§ **WHAT THE TASK ASKS**:
Identify each line in the entries below that contains the word "sink", and copy those lines out in full.

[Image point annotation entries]
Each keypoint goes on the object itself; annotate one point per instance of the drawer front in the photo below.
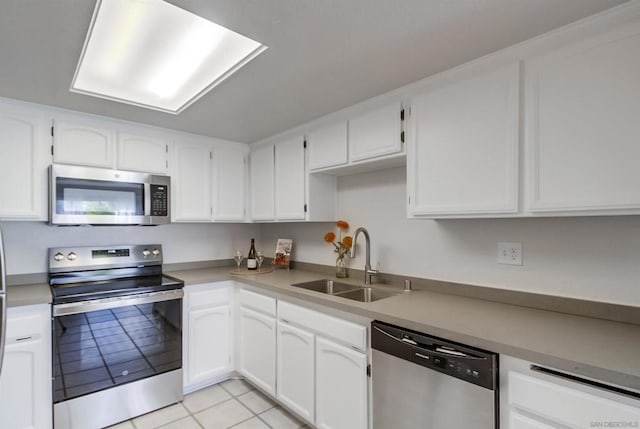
(577, 406)
(207, 295)
(258, 302)
(25, 322)
(327, 326)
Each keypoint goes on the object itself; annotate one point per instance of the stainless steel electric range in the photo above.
(117, 334)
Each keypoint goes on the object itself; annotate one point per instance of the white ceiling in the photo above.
(323, 55)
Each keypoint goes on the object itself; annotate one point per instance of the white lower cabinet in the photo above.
(257, 340)
(538, 399)
(322, 368)
(341, 390)
(207, 335)
(296, 362)
(25, 384)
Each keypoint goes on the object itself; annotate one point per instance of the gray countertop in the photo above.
(601, 349)
(595, 348)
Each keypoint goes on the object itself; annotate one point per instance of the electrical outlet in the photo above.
(510, 253)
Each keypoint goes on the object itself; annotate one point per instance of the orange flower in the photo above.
(342, 224)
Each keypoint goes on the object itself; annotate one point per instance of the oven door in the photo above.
(105, 343)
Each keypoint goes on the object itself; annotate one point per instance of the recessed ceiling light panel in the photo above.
(153, 54)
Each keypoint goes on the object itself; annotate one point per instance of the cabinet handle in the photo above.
(23, 338)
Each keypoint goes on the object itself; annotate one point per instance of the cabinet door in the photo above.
(582, 125)
(84, 142)
(229, 184)
(191, 182)
(24, 158)
(25, 384)
(290, 180)
(328, 146)
(142, 153)
(375, 133)
(208, 343)
(341, 387)
(464, 157)
(257, 349)
(296, 363)
(262, 183)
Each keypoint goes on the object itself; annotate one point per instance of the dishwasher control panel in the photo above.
(467, 363)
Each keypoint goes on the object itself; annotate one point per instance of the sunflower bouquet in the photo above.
(342, 246)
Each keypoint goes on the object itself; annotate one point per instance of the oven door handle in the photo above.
(115, 302)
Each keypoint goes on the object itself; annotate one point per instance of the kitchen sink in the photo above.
(326, 286)
(346, 290)
(368, 294)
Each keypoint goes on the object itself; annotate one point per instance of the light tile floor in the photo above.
(230, 404)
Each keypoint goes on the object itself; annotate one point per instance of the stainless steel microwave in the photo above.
(100, 196)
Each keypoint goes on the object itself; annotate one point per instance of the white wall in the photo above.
(27, 242)
(596, 258)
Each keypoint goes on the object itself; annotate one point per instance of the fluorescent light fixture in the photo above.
(153, 54)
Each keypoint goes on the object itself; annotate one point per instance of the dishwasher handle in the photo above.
(466, 363)
(433, 347)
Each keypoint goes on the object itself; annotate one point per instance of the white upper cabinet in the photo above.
(328, 146)
(583, 105)
(463, 159)
(139, 152)
(376, 133)
(290, 179)
(83, 141)
(191, 182)
(229, 184)
(24, 158)
(262, 183)
(282, 189)
(208, 182)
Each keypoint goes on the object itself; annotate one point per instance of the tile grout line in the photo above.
(250, 410)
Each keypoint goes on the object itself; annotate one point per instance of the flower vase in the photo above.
(341, 268)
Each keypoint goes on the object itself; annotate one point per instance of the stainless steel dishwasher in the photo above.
(424, 382)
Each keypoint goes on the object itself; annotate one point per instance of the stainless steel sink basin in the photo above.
(368, 294)
(326, 286)
(346, 290)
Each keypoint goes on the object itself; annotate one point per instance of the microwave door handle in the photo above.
(147, 199)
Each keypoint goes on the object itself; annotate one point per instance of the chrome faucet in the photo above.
(368, 272)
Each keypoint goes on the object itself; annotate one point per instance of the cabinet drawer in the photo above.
(261, 303)
(327, 326)
(573, 406)
(25, 322)
(207, 295)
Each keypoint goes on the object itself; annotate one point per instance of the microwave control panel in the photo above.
(159, 200)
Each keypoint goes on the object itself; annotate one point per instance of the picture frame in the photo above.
(282, 258)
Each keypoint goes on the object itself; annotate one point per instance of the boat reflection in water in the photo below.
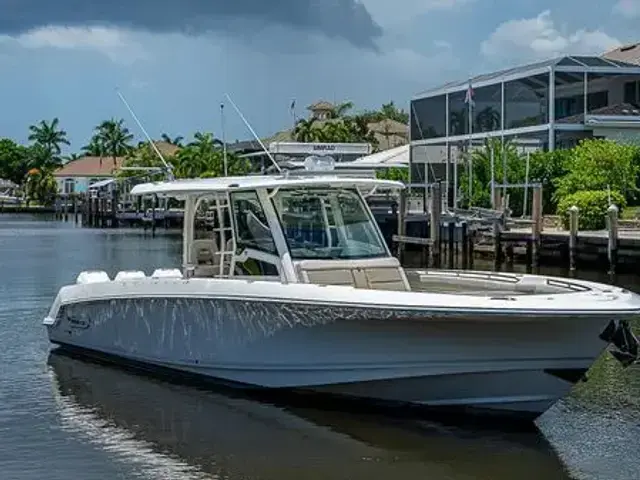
(170, 430)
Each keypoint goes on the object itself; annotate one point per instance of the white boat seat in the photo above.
(375, 274)
(202, 255)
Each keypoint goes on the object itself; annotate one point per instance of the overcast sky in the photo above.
(175, 60)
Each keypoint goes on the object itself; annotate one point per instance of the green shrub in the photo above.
(592, 208)
(596, 164)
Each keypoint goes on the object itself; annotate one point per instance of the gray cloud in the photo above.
(347, 19)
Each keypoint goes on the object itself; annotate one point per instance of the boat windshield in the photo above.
(327, 224)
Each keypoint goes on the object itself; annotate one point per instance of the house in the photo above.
(629, 53)
(545, 105)
(78, 175)
(388, 133)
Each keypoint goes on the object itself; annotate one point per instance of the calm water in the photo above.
(62, 418)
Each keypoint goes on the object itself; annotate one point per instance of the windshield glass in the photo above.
(327, 224)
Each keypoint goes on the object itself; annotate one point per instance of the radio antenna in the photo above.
(235, 107)
(167, 165)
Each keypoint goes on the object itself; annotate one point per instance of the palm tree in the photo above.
(94, 148)
(177, 141)
(112, 138)
(50, 137)
(71, 157)
(205, 140)
(306, 130)
(390, 111)
(487, 120)
(341, 109)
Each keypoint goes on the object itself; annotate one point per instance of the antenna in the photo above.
(153, 145)
(235, 107)
(224, 141)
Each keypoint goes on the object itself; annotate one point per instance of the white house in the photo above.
(78, 175)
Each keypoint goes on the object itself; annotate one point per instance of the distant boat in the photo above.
(7, 196)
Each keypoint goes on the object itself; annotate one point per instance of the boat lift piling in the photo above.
(573, 236)
(447, 240)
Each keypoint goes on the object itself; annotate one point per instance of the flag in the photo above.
(468, 98)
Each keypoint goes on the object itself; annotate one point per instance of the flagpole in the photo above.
(469, 160)
(293, 113)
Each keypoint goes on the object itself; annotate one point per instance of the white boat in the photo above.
(295, 288)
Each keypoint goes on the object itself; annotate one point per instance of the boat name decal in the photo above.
(78, 322)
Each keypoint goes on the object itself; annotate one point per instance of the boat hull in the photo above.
(508, 366)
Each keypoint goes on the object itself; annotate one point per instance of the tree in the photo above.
(305, 130)
(487, 120)
(111, 138)
(41, 186)
(14, 161)
(598, 164)
(177, 141)
(481, 174)
(390, 111)
(50, 137)
(203, 157)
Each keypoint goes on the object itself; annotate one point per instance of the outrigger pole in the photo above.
(167, 165)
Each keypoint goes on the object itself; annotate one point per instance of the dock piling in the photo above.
(612, 244)
(435, 222)
(536, 217)
(402, 208)
(573, 236)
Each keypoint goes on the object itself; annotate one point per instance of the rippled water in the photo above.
(64, 418)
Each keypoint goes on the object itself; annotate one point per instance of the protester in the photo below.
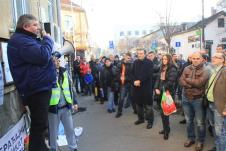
(77, 74)
(193, 80)
(107, 79)
(125, 78)
(61, 103)
(215, 117)
(142, 88)
(84, 68)
(165, 81)
(33, 73)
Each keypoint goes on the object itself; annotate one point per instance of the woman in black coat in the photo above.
(166, 79)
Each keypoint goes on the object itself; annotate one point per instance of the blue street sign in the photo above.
(154, 45)
(178, 44)
(111, 44)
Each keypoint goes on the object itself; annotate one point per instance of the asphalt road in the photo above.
(103, 132)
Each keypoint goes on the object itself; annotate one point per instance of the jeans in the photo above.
(38, 104)
(193, 109)
(77, 82)
(165, 118)
(110, 97)
(63, 115)
(125, 93)
(88, 89)
(146, 110)
(218, 121)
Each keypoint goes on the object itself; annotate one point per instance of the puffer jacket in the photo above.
(194, 80)
(30, 62)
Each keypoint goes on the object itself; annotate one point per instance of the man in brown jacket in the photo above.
(219, 95)
(193, 81)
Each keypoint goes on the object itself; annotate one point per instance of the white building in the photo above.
(215, 33)
(186, 42)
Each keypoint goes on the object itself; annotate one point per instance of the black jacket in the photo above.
(171, 79)
(143, 71)
(128, 73)
(108, 77)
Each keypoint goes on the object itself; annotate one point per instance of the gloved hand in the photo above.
(56, 54)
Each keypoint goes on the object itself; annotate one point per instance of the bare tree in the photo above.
(167, 27)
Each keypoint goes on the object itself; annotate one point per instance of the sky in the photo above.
(106, 15)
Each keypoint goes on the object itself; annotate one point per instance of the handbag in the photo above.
(167, 103)
(205, 101)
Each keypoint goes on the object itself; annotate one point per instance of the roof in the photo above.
(151, 33)
(70, 3)
(207, 20)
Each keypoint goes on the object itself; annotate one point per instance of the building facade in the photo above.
(48, 12)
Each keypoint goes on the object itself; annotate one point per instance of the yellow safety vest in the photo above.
(55, 98)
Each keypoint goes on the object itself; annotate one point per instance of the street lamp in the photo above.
(203, 28)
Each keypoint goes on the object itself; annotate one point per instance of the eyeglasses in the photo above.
(196, 58)
(215, 57)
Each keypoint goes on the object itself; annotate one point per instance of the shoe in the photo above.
(139, 122)
(126, 106)
(183, 122)
(161, 132)
(149, 126)
(210, 129)
(118, 115)
(213, 149)
(188, 143)
(199, 147)
(166, 136)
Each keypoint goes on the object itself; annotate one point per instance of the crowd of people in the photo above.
(138, 81)
(141, 80)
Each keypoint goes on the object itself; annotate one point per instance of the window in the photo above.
(144, 32)
(122, 33)
(220, 22)
(68, 23)
(137, 33)
(129, 33)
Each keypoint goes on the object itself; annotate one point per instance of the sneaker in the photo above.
(199, 147)
(183, 121)
(118, 115)
(189, 143)
(138, 122)
(213, 149)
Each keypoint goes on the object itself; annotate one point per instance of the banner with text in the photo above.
(14, 139)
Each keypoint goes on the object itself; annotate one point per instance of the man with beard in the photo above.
(125, 83)
(142, 88)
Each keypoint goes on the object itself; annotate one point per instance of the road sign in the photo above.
(111, 44)
(154, 45)
(210, 42)
(178, 44)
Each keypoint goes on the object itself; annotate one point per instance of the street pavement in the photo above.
(104, 132)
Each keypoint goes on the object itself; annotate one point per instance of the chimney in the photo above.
(213, 11)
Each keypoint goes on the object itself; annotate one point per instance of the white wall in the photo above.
(212, 32)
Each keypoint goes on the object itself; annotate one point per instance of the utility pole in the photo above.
(203, 27)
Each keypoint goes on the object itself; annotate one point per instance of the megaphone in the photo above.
(67, 49)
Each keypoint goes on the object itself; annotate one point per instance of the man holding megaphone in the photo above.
(33, 73)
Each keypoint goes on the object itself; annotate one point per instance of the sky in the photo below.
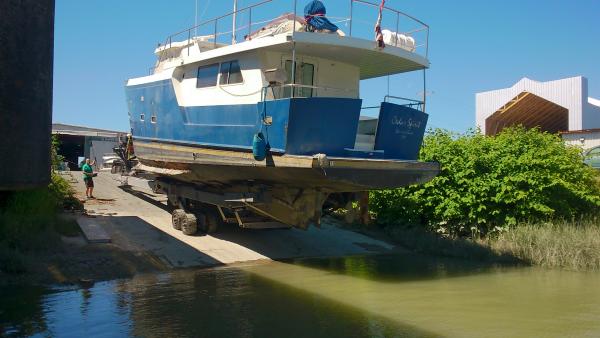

§ **ANSWER TO THE PROBLEM**:
Each keypoint goes on the object itself; annotate one point per instance of the kitchen sink in the photo above.
Each keypoint goes on the object itself; annotate one point per instance of the stainless steel sink basin in the photo above.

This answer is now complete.